• WORK TO COMPLETE: Write out every one of the records below character for character, changing nothing.

• DATA EXTRACT:
***

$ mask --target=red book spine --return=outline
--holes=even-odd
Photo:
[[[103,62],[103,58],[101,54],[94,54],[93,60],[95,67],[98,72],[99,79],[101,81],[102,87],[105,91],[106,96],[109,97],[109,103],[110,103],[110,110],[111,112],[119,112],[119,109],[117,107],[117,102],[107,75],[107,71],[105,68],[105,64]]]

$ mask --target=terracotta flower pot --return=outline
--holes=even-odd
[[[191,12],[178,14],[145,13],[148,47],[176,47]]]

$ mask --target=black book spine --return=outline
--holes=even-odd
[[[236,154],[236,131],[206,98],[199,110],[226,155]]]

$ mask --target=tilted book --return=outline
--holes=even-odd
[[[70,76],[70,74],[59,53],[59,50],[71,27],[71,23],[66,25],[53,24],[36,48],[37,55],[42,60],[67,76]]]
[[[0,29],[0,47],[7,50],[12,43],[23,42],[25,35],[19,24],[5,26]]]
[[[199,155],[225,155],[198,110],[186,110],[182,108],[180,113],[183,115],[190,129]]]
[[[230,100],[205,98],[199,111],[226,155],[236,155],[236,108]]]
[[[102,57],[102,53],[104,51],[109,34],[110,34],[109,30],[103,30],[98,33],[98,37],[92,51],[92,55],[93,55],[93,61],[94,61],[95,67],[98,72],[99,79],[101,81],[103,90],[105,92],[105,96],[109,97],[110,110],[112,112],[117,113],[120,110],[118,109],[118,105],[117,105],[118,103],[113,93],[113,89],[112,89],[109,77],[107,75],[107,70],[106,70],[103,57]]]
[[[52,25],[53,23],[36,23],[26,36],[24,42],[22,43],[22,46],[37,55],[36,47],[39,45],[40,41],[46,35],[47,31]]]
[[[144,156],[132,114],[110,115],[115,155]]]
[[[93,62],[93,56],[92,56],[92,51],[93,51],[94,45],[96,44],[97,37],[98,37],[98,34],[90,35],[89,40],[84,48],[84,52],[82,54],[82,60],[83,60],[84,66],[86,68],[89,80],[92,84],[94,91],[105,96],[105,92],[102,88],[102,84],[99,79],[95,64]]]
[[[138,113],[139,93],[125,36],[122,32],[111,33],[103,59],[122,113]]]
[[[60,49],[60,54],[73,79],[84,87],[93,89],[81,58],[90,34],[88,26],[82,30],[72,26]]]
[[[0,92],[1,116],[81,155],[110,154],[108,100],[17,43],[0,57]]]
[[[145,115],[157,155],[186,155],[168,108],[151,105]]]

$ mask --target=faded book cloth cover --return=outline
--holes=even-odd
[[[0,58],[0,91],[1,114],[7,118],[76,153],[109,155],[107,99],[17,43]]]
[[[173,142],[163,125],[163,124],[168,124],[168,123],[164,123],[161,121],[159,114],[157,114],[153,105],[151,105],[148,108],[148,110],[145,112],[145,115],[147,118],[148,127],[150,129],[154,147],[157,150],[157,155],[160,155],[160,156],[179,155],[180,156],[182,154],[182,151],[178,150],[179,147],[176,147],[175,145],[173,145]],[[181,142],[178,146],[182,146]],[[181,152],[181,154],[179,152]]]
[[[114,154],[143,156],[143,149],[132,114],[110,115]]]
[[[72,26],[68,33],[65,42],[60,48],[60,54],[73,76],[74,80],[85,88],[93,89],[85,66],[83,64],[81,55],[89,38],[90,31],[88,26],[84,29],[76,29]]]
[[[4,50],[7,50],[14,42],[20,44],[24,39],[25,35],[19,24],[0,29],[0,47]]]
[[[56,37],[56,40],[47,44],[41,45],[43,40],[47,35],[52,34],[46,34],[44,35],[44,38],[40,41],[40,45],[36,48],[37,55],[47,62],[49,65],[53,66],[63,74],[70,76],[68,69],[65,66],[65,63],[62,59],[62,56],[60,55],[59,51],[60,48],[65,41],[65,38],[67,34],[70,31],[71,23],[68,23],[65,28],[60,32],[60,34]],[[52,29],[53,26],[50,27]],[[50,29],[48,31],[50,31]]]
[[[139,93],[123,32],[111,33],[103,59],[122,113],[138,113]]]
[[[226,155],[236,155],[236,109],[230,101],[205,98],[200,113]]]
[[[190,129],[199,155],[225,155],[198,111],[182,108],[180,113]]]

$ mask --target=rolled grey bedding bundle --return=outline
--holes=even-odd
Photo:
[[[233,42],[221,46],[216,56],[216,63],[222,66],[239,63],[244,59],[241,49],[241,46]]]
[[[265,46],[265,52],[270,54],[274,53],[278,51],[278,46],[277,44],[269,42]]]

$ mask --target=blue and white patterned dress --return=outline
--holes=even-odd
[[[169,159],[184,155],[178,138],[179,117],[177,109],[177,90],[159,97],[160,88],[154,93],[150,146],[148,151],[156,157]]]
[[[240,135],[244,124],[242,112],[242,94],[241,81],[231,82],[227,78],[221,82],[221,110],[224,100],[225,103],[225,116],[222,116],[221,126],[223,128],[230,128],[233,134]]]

***

• RESPONSE TO THIS TASK:
$ mask --target=red book spine --return=outline
--holes=even-odd
Photo:
[[[103,62],[103,58],[101,54],[94,54],[93,60],[95,67],[98,72],[99,79],[101,81],[102,87],[105,91],[106,96],[109,97],[109,103],[110,103],[110,110],[111,112],[119,112],[119,109],[117,107],[117,102],[107,75],[107,71],[105,68],[105,64]]]

$ mask --target=terracotta flower pot --return=outline
--holes=even-odd
[[[191,12],[178,14],[145,13],[148,47],[176,47]]]

$ mask --target=black book spine --return=outline
--holes=even-odd
[[[236,154],[236,131],[206,98],[199,110],[226,155]]]

$ mask --target=tilted book --return=outline
--holes=even-odd
[[[70,76],[70,74],[59,53],[59,50],[71,27],[71,23],[66,25],[53,24],[36,48],[37,55],[42,60],[67,76]]]
[[[0,29],[0,47],[7,50],[12,43],[23,42],[25,35],[19,24],[5,26]]]
[[[199,155],[225,155],[198,110],[186,110],[182,108],[180,113],[183,115],[190,129]]]
[[[230,100],[205,98],[199,111],[226,155],[236,155],[236,108]]]
[[[102,57],[102,53],[104,51],[109,34],[110,34],[109,30],[103,30],[98,33],[98,37],[92,51],[92,55],[93,55],[93,61],[94,61],[95,67],[98,72],[99,79],[101,81],[103,90],[105,92],[105,96],[109,97],[110,110],[112,112],[117,113],[120,110],[118,109],[118,105],[117,105],[118,103],[113,93],[113,89],[112,89],[109,77],[107,75],[107,70],[106,70],[103,57]]]
[[[52,25],[53,23],[36,23],[26,36],[24,42],[22,43],[22,46],[37,55],[36,47],[39,45],[40,41],[46,35],[47,31]]]
[[[144,156],[132,114],[110,115],[115,155]]]
[[[93,62],[93,56],[92,56],[92,51],[93,51],[94,45],[96,44],[97,37],[98,37],[98,34],[90,35],[89,40],[84,48],[84,52],[82,54],[82,60],[83,60],[84,66],[86,68],[89,80],[92,84],[94,91],[105,96],[105,92],[102,88],[102,84],[99,79],[95,64]]]
[[[138,113],[139,93],[125,36],[122,32],[111,33],[103,59],[122,113]]]
[[[60,49],[60,54],[73,79],[84,87],[93,89],[81,58],[90,34],[88,26],[82,30],[72,26]]]
[[[0,92],[1,116],[81,155],[110,154],[108,100],[17,43],[0,57]]]
[[[145,115],[157,155],[186,155],[168,108],[151,105]]]

$ mask --target=faded book cloth cover --return=outline
--holes=even-odd
[[[0,58],[0,91],[1,114],[7,118],[76,153],[109,155],[107,99],[17,43]]]
[[[173,142],[163,125],[163,124],[168,124],[168,123],[164,123],[161,121],[159,114],[157,114],[153,105],[151,105],[148,108],[148,110],[145,112],[145,115],[147,118],[148,127],[150,129],[154,147],[157,150],[157,155],[160,155],[160,156],[179,155],[180,156],[182,154],[182,151],[178,150],[179,147],[176,147],[175,145],[173,145]],[[181,142],[178,146],[182,146]],[[181,152],[181,154],[179,152]]]
[[[114,154],[143,156],[143,149],[132,114],[110,115]]]
[[[72,26],[68,33],[65,42],[60,48],[60,54],[73,76],[74,80],[85,88],[93,89],[85,66],[83,64],[81,55],[89,38],[90,31],[88,26],[84,29],[76,29]]]
[[[4,50],[7,50],[14,42],[20,44],[24,39],[25,35],[19,24],[0,29],[0,47]]]
[[[56,37],[56,40],[47,44],[41,45],[43,40],[47,35],[52,34],[46,34],[44,35],[44,38],[40,41],[40,45],[36,48],[37,55],[47,62],[49,65],[53,66],[63,74],[70,76],[68,69],[65,66],[65,63],[62,59],[62,56],[60,55],[59,51],[60,48],[65,41],[65,38],[67,34],[70,31],[71,23],[68,23],[65,28],[60,32],[60,34]],[[52,29],[53,26],[50,27]],[[50,29],[48,31],[50,31]]]
[[[139,93],[123,32],[111,33],[103,59],[122,113],[138,113]]]
[[[226,155],[236,155],[236,109],[230,101],[205,98],[200,113]]]
[[[190,129],[199,155],[225,155],[198,111],[182,108],[180,113]]]

$ mask --target=rolled grey bedding bundle --return=outline
--holes=even-odd
Photo:
[[[233,42],[221,46],[216,56],[216,63],[222,66],[239,63],[244,59],[241,49],[241,46]]]
[[[265,46],[265,52],[270,54],[274,53],[278,51],[278,46],[277,44],[269,42]]]

$ mask --target=blue and white patterned dress --return=outline
--holes=even-odd
[[[169,159],[184,155],[178,138],[179,117],[177,109],[177,90],[159,97],[160,88],[154,93],[150,146],[148,151],[156,157]]]
[[[240,135],[244,124],[242,112],[242,94],[241,81],[231,82],[227,78],[221,82],[221,110],[224,100],[225,103],[225,116],[222,116],[221,126],[223,128],[230,128],[233,134]]]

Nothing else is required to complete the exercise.